Provided text

——

The quite unprecedented mass contact marches across the length and breadth of the country, led by the brave and dogged Rahul Gandhi, have clearly brought both ground-level clarity and political confidence to the grand old party.

It has come to realise that there are public needs and policy options beyond the ones propagated by the right-wing that has sought ruthlessly to drown out the concrete realities of the overwhelming majority of Indians through money-driven, revanchist control of social and political articulation.

The central inspiration of the Congress manifesto for the 2024 election clearly is this: that the governance of India requires reorientation, so that its resources and distributive mechanisms are returned to the people to whom the republic owes its existence.

The sharply formulated theses of the manifesto about various forms of justice thus draw their strength and legitimacy from the Constitution of India’s preamble, the chapter on fundamental rights, and key provisions of the directive principles of state policy.

——

Information provided
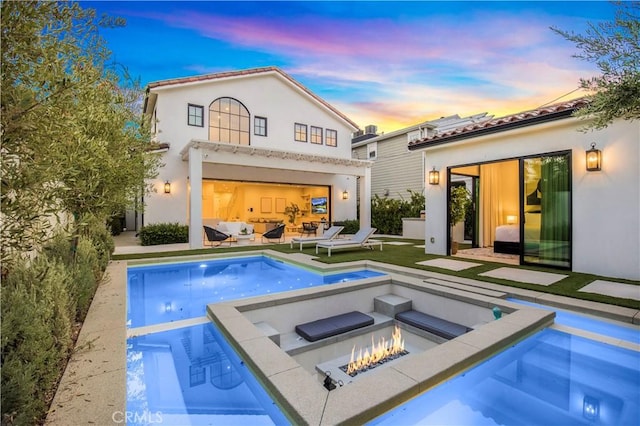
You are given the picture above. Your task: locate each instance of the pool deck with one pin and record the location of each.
(93, 387)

——

Work task
Reproduce the passage on the Congress manifesto from "It has come" to "and political articulation.". Work only from the passage on the Congress manifesto and set the material aside.

Output for this task
It has come to realise that there are public needs and policy options beyond the ones propagated by the right-wing that has sought ruthlessly to drown out the concrete realities of the overwhelming majority of Indians through money-driven, revanchist control of social and political articulation.